→ **Problems to work on**:
#1 For the Energy Systems Engineering program description, decide whether each statement agrees with it, answering yes or no and quoting the deciding words. (a) The program lasts four years not counting the English Preparatory Program. (b) Each semester runs 15 weeks. (c) The degree sits at Level 7 of Turkey's national qualifications framework.
#2 Please summarize the Energy Systems Engineering program description in two sentences.
#3 Carry the Energy Systems Engineering program description on past its final section.

→ **Provided passage**:
-=-=-=-=-

Faculty of Engineering and Natural Sciences / Energy Systems Engineering

About The Program

Energy Systems Engineering undergraduate program provides a formation of energy systems engineering to educate engineers with the understanding of the rule of law, ethics and professional responsibility.

Profile of the Program

Energy Systems Engineering undergraduate program provides a diverse range of energy systems engineering subjects including the concept of energy, various energy sources and technologies, energy efficiency and conservation, and sustainable development.

Qualification Awarded

Energy Systems Engineering , Bachelor's Degree

Length of Programme and Number of Credits

4 years (excluding one year of English Preparatory Program), 2 semesters per year, 17 weeks per semester, 240 ECTS

Level of Qualification

First Cycle (Bachelor’s) Degree; Level 6 in National Qualifications Framework for Higher Education in Turkey (NQF-HETR, TYYÇ)

-=-=-=-=-

→ **Listed entries**:
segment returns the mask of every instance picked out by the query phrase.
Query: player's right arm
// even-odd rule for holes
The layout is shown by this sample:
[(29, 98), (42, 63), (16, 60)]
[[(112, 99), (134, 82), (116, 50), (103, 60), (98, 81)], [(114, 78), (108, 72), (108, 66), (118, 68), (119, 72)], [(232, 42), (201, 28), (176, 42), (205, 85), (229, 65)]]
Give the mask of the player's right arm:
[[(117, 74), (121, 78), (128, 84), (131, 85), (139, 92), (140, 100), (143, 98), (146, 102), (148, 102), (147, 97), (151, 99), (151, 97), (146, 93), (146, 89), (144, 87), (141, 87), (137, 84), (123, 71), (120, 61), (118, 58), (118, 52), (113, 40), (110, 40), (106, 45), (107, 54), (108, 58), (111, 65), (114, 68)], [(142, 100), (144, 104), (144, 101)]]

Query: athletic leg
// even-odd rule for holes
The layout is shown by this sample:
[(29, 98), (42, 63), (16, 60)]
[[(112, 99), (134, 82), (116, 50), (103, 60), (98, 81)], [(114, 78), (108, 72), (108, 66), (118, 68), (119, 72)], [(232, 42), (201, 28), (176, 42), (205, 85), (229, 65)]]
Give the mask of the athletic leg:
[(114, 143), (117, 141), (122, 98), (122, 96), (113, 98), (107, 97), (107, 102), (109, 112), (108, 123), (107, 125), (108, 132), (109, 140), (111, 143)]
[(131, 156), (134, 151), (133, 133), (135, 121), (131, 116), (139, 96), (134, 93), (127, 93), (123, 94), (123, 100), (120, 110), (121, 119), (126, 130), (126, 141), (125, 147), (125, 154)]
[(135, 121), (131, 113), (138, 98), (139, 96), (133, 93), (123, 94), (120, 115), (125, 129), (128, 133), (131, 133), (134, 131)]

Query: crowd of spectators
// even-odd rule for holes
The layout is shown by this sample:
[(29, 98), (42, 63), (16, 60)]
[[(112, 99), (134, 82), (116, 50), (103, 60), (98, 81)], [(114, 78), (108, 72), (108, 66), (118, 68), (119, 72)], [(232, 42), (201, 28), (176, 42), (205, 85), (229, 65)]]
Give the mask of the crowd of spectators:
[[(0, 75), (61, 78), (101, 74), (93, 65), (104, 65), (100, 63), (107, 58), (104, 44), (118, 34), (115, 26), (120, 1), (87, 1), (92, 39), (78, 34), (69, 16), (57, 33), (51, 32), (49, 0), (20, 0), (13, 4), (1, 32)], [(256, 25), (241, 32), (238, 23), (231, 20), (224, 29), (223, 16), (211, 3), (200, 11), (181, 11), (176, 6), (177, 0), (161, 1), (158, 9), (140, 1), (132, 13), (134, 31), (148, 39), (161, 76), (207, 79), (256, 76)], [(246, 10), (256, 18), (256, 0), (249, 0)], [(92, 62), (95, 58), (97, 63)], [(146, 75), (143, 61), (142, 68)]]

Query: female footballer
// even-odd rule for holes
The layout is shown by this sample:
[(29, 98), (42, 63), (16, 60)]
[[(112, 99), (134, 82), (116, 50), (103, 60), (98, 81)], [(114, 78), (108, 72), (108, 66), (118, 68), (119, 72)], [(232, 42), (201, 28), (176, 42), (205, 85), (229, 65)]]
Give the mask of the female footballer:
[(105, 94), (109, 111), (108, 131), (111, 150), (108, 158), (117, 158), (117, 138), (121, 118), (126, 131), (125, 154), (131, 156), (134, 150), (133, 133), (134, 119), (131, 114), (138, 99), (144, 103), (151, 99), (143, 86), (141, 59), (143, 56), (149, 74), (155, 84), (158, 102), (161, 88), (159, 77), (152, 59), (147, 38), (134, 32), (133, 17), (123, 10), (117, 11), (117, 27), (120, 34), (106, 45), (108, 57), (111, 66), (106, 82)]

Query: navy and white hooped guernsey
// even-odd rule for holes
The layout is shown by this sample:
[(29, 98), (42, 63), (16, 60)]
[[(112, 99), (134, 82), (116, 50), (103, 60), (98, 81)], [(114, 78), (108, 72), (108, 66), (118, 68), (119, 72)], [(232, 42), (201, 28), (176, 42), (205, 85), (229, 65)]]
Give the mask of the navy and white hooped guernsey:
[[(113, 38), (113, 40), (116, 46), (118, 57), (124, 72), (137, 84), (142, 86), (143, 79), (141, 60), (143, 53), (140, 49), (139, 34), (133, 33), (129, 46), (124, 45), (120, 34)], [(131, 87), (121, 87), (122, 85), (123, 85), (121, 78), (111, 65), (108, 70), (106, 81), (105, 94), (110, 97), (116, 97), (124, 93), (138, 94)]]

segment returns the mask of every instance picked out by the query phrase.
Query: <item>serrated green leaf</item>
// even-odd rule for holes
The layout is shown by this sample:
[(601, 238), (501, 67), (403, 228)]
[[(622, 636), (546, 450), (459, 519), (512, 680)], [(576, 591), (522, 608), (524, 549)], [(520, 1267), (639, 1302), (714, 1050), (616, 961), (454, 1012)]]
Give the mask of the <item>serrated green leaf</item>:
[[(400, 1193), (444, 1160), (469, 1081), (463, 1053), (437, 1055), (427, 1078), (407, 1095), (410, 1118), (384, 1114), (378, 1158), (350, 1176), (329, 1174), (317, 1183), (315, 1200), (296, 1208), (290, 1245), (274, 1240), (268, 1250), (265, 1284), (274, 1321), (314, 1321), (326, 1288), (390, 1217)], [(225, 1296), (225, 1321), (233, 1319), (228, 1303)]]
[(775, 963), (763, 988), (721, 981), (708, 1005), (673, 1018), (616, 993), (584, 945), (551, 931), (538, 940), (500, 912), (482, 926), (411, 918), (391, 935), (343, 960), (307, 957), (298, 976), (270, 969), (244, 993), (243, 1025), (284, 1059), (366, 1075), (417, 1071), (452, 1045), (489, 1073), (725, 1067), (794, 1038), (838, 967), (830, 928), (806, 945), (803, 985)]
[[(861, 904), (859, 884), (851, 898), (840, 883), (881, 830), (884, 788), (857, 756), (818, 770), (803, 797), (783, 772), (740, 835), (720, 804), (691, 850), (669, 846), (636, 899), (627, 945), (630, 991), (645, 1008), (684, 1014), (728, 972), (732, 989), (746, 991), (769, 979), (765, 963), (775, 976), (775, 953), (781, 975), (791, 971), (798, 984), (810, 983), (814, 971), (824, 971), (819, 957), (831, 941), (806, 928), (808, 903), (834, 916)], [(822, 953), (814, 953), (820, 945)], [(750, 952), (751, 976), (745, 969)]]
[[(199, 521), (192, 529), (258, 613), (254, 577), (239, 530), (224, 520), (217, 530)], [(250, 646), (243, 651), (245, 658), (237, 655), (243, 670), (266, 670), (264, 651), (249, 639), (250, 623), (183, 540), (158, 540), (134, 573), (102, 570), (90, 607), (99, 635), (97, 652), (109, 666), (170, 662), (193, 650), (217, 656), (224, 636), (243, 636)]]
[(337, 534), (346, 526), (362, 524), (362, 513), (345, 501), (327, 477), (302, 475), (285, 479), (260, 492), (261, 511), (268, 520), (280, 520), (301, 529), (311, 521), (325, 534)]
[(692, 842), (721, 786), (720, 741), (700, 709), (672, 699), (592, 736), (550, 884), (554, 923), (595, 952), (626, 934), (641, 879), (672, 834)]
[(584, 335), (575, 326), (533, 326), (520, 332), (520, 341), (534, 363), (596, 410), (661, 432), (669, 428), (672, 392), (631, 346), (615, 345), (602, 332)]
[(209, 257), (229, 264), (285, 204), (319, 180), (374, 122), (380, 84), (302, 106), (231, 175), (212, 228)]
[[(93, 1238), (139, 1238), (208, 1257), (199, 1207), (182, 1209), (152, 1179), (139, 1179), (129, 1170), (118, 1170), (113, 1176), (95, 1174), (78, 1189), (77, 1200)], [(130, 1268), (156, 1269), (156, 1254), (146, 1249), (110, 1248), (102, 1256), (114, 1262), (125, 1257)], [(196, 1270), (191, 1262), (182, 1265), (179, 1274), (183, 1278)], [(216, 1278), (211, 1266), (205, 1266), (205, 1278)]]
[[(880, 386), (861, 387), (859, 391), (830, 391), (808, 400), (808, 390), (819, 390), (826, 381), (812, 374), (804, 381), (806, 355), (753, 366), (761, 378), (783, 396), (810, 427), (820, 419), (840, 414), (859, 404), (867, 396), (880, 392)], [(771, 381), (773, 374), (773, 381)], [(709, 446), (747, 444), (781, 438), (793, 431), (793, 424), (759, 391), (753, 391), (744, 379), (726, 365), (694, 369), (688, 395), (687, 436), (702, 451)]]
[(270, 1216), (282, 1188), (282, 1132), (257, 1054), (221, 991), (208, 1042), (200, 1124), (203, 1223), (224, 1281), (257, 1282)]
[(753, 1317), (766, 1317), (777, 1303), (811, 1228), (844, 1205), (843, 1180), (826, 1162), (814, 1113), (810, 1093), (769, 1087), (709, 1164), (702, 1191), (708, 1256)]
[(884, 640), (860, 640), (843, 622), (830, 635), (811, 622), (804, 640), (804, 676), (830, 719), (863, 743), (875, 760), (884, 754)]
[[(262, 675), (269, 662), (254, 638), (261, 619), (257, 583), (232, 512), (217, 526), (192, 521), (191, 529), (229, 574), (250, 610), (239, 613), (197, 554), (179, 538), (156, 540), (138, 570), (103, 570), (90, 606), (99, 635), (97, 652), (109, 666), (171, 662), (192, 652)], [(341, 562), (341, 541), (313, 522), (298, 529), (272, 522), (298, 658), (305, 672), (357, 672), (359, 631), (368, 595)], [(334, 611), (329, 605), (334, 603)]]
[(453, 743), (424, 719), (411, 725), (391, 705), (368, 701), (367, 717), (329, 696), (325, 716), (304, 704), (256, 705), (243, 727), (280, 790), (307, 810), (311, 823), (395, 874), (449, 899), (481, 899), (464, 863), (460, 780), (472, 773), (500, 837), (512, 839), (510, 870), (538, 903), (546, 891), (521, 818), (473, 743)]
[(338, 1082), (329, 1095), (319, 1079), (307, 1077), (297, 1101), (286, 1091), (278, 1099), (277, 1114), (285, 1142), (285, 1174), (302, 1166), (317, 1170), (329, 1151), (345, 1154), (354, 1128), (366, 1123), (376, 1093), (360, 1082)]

-=-=-=-=-

→ **Answer list**:
#1
(a) Yes: "4 years (excluding one year of English Preparatory Program)"
(b) No: "17 weeks per semester"
(c) No: "Level 6 in National Qualifications Framework for Higher Education in Turkey (NQF-HETR, TYYÇ)"

#2 The Energy Systems Engineering undergraduate program educates engineers with an understanding of the rule of law, ethics and professional responsibility, covering subjects such as the concept of energy, various energy sources and technologies, energy efficiency and conservation, and sustainable development. It awards a Bachelor's Degree after 4 years of study (excluding one year of English Preparatory Program) worth 240 ECTS, classed as a first-cycle degree at Level 6 in Turkey's national qualifications framework.

#3
Specific Admission Requirements

(1) High School Diploma (2) Placement through a nation-wide Student Selection and Placement Examinations (3) Certificate of Istanbul Bilgi University English Language Exam (BILET) or acceptable score of TOEFL or similar internationally recognised exams (4) For graduates of short-cycle degree programmes from the same or related fields of studies of vocational schools (MYOs), placement through a nation-wide Vertical Transfer Examination (Dikey Geçiş Sınavı) (5) For foreign students, placement by direct applications of candidates to the university and assessment by the university within the frameworks of the publicly available national and institutional regulations published on the university’s web site

Recognition of Credit Mobility and Prior Learning

The transfer of credits for courses taken outside of İstanbul Bilgi University is done in accordance with the associated principals of the Regulation by the respective Faculty or Institute Management Board. Students can be declared to be exempt from these courses if the associated Faculty/Institute Boards deem that the course content of the course taken at a different institution is in accordance with the content of the course given at İstanbul Bilgi University.

Qualification and Graduation Requirements and Regulations

A student is required to complete 240 ECTS credits and achieve a minimum CGPA of 2.00/4.00 with no failing grades.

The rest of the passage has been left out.